─── Text
Even here, however, there is a problem. The compound procedure consists of a test and a promotion rule based on the test scores. If the test does what it is supposed to do, then the test itself, under Griggs, is a safe harbor. If that is true, then we are left only with the promotion rule from among successful candidates which, as we have seen, is not even close to statistically suspicious. But if the test doesn't do what it is supposed to do, there's no reason it should have been used in the first place. Thus, any inquiry into this process ought to focus on the reliability and job-relatedness of the test, not on the results that come out of it.

The tendency of non-statisticians (and occasionally, even statisticians) to use the unexpected results of a procedure to criticize the procedure is what statisticians call the p-value fallacy.13 The time to look for anomalies in the test is not after you've observed results, but before. The City of New Haven held hearings after the results came out to decide whether to certify them and gave great weight to experts who opined (without having looked at the test) that the results were indicative of a problem. With all due respect, they cannot have known that, because the proper calculation of that probability would have to take into account that there never would have been a hearing in the first place if there had not been a disparity in the test results.

We can draw an analogy with the causes of winning baseball. A team wins the World Series and it is argued that their superior cohesion caused them to win. And indeed the team might have superior cohesion. But we cannot draw conclusions that their cohesion was a reason for their winning without examining the cohesion of teams that had poorer records. This is particularly true when we reason backwards, observing the winning team and then inventorying their characteristics. The chance of spurious attribution rises dramatically when we proceed in this fashion.14

Lessons From The New Rule

The Supreme Court's main holding in Ricci is that one can't simply be afraid one will be sued before throwing out the results of a test: one must have a so-called "strong basis in evidence" that one will lose such a suit. What useful advice can a statistician give about such a standard?
──────
— Tasks to complete —
**a.** In the text on the Ricci case, what name do statisticians give to using the unexpected results of a procedure to criticize that procedure?
**b.** Condense the paragraph of the text on the Ricci case that begins "We can draw an analogy" into two sentences, keeping its main facts.
**c.** Resume the text on the Ricci case after its final question, answering what a statistician can advise about the "strong basis in evidence" standard.
─── Provided records
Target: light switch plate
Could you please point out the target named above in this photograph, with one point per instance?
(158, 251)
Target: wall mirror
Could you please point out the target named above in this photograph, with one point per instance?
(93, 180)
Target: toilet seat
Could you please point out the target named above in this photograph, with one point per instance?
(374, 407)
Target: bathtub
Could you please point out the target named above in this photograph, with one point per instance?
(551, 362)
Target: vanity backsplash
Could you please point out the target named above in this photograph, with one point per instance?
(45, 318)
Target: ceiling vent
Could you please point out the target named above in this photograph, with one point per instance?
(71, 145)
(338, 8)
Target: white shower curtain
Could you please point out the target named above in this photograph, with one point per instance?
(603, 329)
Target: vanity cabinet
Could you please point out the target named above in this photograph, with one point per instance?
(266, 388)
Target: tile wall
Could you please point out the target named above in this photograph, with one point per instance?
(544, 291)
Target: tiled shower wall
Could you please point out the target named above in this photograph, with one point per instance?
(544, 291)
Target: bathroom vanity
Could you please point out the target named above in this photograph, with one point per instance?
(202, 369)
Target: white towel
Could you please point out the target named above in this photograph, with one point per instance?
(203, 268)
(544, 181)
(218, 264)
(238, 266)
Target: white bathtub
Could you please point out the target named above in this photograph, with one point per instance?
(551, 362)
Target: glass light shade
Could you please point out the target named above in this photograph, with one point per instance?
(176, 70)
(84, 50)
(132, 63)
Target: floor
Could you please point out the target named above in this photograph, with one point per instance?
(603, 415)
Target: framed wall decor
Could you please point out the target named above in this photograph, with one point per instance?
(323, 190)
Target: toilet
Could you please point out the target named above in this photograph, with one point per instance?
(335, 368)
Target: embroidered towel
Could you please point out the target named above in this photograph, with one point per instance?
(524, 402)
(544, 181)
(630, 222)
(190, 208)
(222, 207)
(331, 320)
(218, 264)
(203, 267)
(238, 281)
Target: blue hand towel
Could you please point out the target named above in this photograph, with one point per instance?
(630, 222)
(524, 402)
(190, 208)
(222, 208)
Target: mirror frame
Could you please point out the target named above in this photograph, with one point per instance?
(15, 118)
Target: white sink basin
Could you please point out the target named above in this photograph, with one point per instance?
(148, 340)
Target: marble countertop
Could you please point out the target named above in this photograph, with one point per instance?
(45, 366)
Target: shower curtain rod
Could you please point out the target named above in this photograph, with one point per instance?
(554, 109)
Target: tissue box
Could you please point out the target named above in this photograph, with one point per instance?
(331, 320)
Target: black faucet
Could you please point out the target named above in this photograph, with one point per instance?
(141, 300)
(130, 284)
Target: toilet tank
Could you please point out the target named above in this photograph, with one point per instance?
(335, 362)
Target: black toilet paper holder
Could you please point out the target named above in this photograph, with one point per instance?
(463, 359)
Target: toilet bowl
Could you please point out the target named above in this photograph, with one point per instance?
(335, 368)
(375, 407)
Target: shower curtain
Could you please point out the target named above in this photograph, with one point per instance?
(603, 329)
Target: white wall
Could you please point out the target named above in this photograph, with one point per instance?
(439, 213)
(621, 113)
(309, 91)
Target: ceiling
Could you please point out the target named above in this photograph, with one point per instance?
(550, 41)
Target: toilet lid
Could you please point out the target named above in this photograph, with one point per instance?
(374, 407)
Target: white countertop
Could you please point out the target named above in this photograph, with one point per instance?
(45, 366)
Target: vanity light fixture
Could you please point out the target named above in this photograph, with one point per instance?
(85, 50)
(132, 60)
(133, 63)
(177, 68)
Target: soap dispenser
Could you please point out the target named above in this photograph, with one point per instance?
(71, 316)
──────
─── Provided records
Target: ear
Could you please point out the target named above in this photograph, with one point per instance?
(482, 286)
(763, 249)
──────
─── Provided records
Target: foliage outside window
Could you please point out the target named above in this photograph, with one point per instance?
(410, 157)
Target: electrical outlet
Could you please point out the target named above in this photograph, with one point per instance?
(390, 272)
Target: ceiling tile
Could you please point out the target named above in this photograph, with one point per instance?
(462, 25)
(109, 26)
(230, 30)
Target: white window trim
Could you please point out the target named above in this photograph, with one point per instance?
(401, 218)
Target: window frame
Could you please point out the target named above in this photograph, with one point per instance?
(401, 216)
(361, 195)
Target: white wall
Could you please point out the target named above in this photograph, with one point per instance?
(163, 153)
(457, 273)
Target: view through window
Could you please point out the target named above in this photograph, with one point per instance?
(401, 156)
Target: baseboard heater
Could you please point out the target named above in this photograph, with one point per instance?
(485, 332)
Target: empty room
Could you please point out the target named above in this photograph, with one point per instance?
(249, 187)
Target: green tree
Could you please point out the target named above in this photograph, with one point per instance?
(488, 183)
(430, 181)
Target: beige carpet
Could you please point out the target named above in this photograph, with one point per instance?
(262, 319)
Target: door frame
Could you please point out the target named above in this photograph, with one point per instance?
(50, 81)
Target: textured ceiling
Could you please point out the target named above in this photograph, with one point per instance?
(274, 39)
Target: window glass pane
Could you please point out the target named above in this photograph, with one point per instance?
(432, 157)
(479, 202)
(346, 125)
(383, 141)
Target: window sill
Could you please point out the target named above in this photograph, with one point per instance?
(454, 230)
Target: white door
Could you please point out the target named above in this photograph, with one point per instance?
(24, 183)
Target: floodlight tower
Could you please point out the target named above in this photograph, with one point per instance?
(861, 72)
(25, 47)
──────
— Answers to the exercise —
**a.** The p-value fallacy.

**b.** A team that wins the World Series may really have superior cohesion, but its cohesion cannot be named a cause of winning unless the cohesion of teams with poorer records is also examined. Reasoning backward from the winner to its characteristics makes false attribution far more likely.

**c.**
First, it is clearly insufficient to simply look at the results of the test without seriously analyzing the results. On their own, without further fact-finding, it appears that the results of the Ricci test would have been defendable in court. While additional inquiry and analysis might have undermined that tentative conclusion, the City did not engage in any relevant fact-finding about the meaning of the results. Neither the majority opinion nor the dissent make any comment on this, apparently taking the discussion of the four-fifths rule as being dispositive, at least for the purposes of this case. However, the statistical insignificance of this result (if, upon full discovery, it turns out to be insignificant) would certainly have been an important issue at trial. Indeed, a similar situation arose in 1996, when the New Haven Police Department was sued by a group of minority policemen who argued that the results of a promotional test to sergeant had a disparate impact. Statistical analysis showed that while the disparities exceeded the four-fifths rule, they were not statistically significant.15 The court agreed that, as a result, no disparate impact had occurred.16

Second, the test results should be the last place to look for test bias, not the first. In an ideal world, the test could be certified as fair in advance, which would obviate any need to look at the results. It is certainly possible that the results could still be surprising, but once we have calibrated the test for fairness, it would take extremely discrepant results to raise a reasonable suspicion. At that point, the strong basis in evidence standard makes more sense, because only very strong evidence would ever cause a reopening. If courts are going to require strong basis in evidence, it is imperative that statisticians be used to help assess the strength of that evidence. If a suit is eventually filed, statistical evidence will undoubtedly be used. So it is impossible to assess the basis in evidence without the help of statisticians.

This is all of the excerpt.